Object pointing dataset rows
=-=-=

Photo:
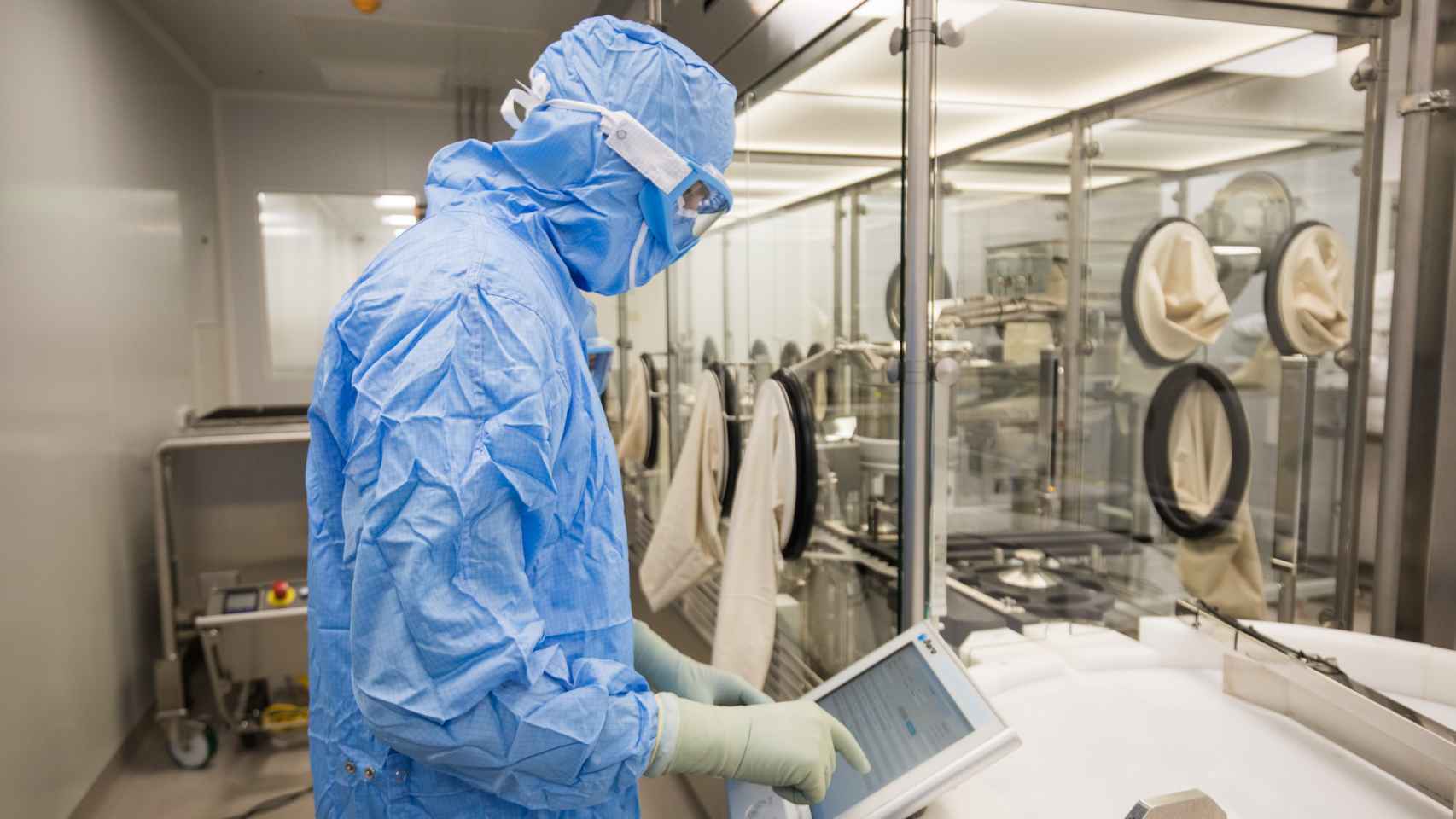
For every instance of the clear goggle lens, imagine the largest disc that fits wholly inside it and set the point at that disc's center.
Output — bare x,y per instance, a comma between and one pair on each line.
703,206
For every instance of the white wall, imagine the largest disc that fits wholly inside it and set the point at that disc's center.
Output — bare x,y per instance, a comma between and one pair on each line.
105,202
305,144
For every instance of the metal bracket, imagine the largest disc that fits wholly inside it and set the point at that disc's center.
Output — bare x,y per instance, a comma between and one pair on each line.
1365,76
1426,102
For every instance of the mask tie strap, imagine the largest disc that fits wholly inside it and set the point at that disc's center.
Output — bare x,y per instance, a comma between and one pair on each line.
526,98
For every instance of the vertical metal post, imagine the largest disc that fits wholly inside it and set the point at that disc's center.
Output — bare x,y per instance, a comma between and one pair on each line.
855,212
1070,483
1049,380
938,566
1296,439
1417,305
727,300
915,385
625,352
1356,358
839,268
674,369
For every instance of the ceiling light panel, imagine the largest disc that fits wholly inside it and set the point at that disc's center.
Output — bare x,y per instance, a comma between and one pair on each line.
831,124
1045,55
1155,150
970,179
1301,57
767,185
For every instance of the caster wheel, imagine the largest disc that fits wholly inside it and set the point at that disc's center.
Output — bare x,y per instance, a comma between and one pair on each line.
193,745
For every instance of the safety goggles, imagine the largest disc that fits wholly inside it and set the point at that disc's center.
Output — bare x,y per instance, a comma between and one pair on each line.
680,216
683,200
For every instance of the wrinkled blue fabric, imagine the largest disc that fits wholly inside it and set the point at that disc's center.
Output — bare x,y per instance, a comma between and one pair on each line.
469,617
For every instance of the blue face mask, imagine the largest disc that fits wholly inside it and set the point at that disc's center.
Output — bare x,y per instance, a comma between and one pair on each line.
682,198
599,358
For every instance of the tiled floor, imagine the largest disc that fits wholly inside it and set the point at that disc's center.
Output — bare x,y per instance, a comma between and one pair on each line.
142,781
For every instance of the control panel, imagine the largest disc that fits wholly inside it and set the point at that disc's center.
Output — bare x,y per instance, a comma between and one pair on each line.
258,598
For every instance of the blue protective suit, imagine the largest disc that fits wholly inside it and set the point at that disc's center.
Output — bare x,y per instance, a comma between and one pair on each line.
469,619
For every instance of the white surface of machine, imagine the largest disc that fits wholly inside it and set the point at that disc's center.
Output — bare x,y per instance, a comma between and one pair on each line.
1107,720
919,719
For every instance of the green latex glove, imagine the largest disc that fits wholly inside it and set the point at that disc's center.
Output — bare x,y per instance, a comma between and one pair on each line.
789,746
668,670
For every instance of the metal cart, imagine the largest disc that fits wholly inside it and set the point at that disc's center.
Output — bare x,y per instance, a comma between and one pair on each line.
232,555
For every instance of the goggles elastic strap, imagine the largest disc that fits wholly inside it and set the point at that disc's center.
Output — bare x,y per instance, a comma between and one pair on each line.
527,98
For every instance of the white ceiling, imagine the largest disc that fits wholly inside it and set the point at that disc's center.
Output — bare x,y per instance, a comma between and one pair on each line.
1024,63
1045,55
410,49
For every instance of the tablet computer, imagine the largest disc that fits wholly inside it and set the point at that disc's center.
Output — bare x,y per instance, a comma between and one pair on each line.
919,719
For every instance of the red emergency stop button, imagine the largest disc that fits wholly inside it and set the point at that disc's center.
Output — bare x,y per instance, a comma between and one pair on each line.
282,594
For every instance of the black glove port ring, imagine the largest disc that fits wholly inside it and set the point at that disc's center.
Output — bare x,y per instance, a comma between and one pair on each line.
1158,468
653,404
732,433
1132,322
1272,288
806,463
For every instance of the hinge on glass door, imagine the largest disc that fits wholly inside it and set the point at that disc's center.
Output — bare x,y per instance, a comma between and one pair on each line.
1426,102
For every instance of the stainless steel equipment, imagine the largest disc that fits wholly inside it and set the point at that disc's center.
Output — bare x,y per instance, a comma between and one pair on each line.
230,526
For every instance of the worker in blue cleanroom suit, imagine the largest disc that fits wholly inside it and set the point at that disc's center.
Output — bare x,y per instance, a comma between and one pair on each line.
470,641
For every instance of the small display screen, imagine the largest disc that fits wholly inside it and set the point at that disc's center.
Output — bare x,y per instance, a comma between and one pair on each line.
245,600
901,716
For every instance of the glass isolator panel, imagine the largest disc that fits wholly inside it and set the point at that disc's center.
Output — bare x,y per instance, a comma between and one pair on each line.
1051,520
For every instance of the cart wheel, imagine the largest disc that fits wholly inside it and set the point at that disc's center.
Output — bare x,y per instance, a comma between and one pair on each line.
193,745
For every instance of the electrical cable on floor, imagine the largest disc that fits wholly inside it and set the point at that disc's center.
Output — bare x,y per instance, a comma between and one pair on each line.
272,804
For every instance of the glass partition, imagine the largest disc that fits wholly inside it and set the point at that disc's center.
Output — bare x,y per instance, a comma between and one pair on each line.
1140,119
1062,136
792,297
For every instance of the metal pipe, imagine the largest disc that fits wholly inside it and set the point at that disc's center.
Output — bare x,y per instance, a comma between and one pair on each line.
1356,358
625,345
728,354
163,555
915,389
1296,429
1070,482
1404,309
674,441
839,268
855,212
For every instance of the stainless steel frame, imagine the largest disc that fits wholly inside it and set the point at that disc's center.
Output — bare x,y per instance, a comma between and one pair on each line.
1416,555
773,44
1373,78
168,668
1069,486
1318,694
915,387
1296,445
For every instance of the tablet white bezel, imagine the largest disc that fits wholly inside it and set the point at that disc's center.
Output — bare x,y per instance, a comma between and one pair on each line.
989,738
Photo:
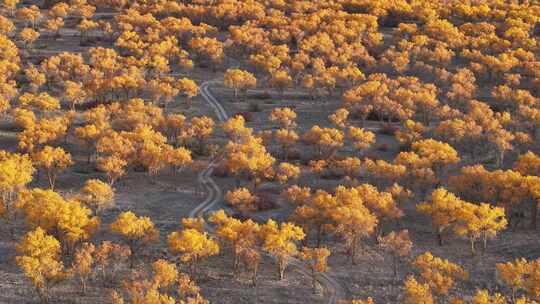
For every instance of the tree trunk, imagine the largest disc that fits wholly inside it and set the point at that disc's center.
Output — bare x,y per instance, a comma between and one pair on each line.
534,215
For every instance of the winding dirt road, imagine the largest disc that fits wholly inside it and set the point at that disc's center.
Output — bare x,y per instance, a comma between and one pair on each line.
333,290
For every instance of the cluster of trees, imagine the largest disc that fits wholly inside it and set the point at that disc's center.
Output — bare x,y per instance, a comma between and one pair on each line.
455,83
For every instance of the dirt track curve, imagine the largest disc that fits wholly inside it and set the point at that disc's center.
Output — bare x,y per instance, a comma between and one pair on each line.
333,290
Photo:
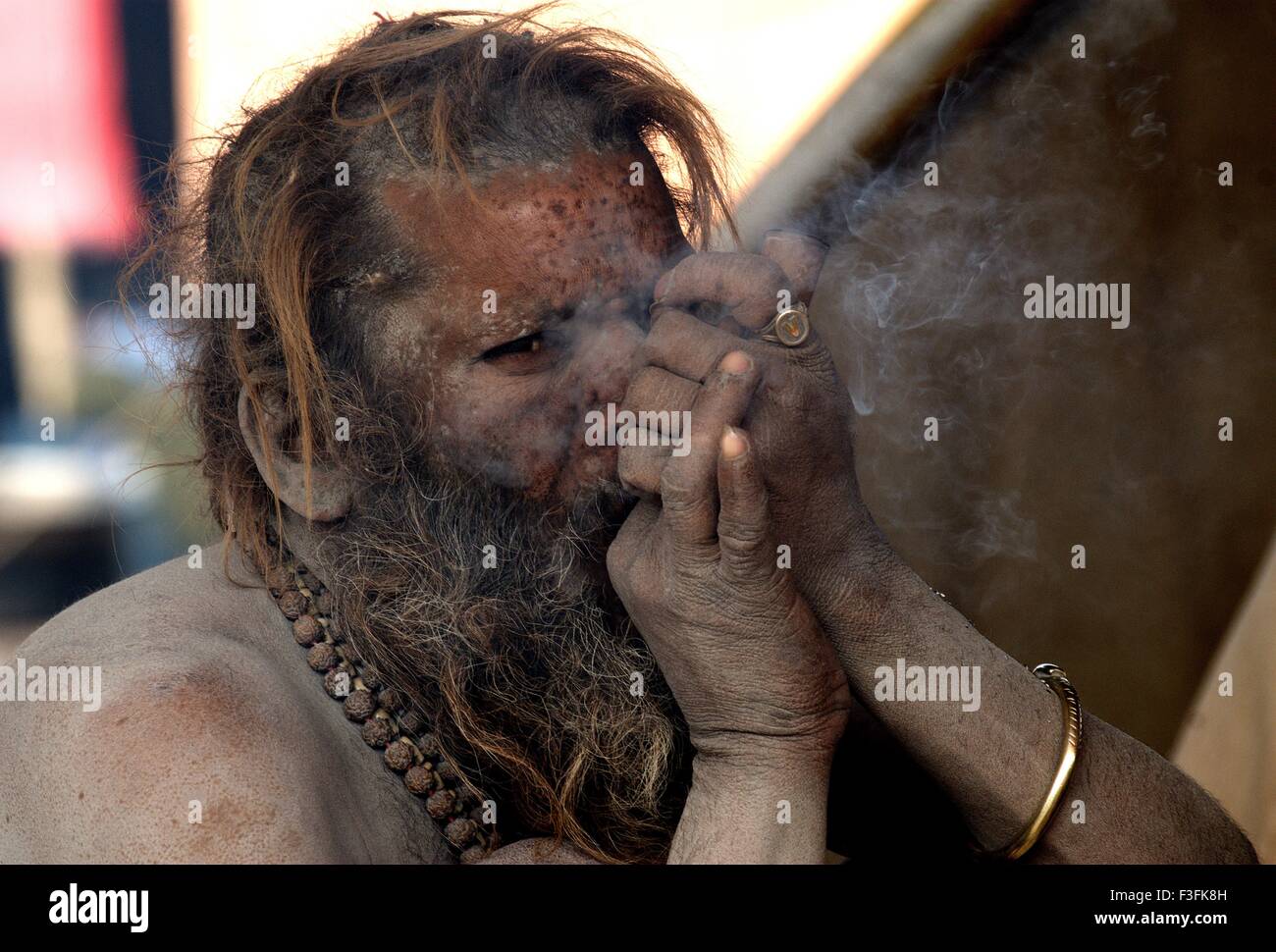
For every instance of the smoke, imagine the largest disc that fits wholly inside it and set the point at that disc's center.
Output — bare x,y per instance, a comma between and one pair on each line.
1020,171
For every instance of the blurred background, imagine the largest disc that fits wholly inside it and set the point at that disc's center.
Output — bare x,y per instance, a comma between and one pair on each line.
97,94
1100,161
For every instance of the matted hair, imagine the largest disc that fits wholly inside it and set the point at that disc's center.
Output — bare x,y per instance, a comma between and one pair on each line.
266,208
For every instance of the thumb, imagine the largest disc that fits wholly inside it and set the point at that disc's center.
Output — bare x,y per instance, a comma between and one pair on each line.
743,521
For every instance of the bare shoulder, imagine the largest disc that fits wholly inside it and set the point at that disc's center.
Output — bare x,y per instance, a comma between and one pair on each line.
186,739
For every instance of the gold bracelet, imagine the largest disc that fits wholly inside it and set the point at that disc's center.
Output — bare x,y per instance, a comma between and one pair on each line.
1058,680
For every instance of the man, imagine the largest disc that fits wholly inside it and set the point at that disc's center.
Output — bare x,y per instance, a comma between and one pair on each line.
559,650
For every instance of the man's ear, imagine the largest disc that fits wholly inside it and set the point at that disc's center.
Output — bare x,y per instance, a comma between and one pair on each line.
331,492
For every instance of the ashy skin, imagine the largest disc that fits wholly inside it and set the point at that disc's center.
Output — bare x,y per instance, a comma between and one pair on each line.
208,700
566,257
994,764
208,705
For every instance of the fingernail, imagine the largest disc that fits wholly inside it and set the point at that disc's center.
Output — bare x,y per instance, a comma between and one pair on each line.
736,362
734,445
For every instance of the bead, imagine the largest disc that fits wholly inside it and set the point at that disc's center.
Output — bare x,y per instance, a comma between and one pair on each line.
292,604
419,780
360,705
378,731
306,630
279,581
399,756
460,832
441,803
322,656
340,681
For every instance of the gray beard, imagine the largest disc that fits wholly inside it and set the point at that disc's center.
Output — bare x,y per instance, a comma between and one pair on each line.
496,619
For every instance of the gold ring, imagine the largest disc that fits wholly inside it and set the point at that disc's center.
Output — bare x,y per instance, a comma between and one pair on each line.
790,327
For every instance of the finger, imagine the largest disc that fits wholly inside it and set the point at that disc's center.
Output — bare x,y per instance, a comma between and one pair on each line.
656,398
743,526
802,258
632,541
688,487
748,285
683,344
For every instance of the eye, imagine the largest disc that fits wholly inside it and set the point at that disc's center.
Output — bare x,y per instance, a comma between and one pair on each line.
528,344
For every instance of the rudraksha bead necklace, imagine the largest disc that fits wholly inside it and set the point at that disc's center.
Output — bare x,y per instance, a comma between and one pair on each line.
388,725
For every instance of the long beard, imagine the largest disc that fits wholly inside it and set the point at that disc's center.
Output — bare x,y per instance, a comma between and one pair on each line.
496,620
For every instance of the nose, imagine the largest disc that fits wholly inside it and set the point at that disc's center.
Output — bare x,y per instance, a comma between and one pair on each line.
607,355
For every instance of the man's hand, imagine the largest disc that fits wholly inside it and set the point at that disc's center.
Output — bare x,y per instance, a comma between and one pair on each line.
753,674
800,419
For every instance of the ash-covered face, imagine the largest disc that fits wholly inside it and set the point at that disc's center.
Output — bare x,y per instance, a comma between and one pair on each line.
536,317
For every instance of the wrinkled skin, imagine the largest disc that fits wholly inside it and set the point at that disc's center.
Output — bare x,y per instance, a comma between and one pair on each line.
800,417
735,641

=-=-=

TASK PROMPT =>
Write the lines out exactly, from the one with "For every instance of the nose, imagine" down to the last line of the listing, and leave out all others.

RESPONSE TO THE TASK =>
For every instance of the nose, imagine the largest disc that fits wholly inside it and set the point at that disc's center.
Output — bare x,y per instance, a comma between and one pair on each line.
607,355
For every instance of the man's hand, imagine the largest disc that fits wholly inside it and set the point at that disc's center.
Output — bare x,y per instance, a comma between and one pair on each line.
753,674
800,419
For every instance of the ash-covered face, imagine the largest disc that fits wholly inside it and set the point at that disc's center.
Output — bare x,y per instance, a comma between and one pair on each line.
536,317
For every instance of the wrinkled skin, imagine the largest disc that fits wholly inside it and set the point at that disc's center.
Output — bare x,y per instance, a comma between and one pair on each line.
800,417
735,641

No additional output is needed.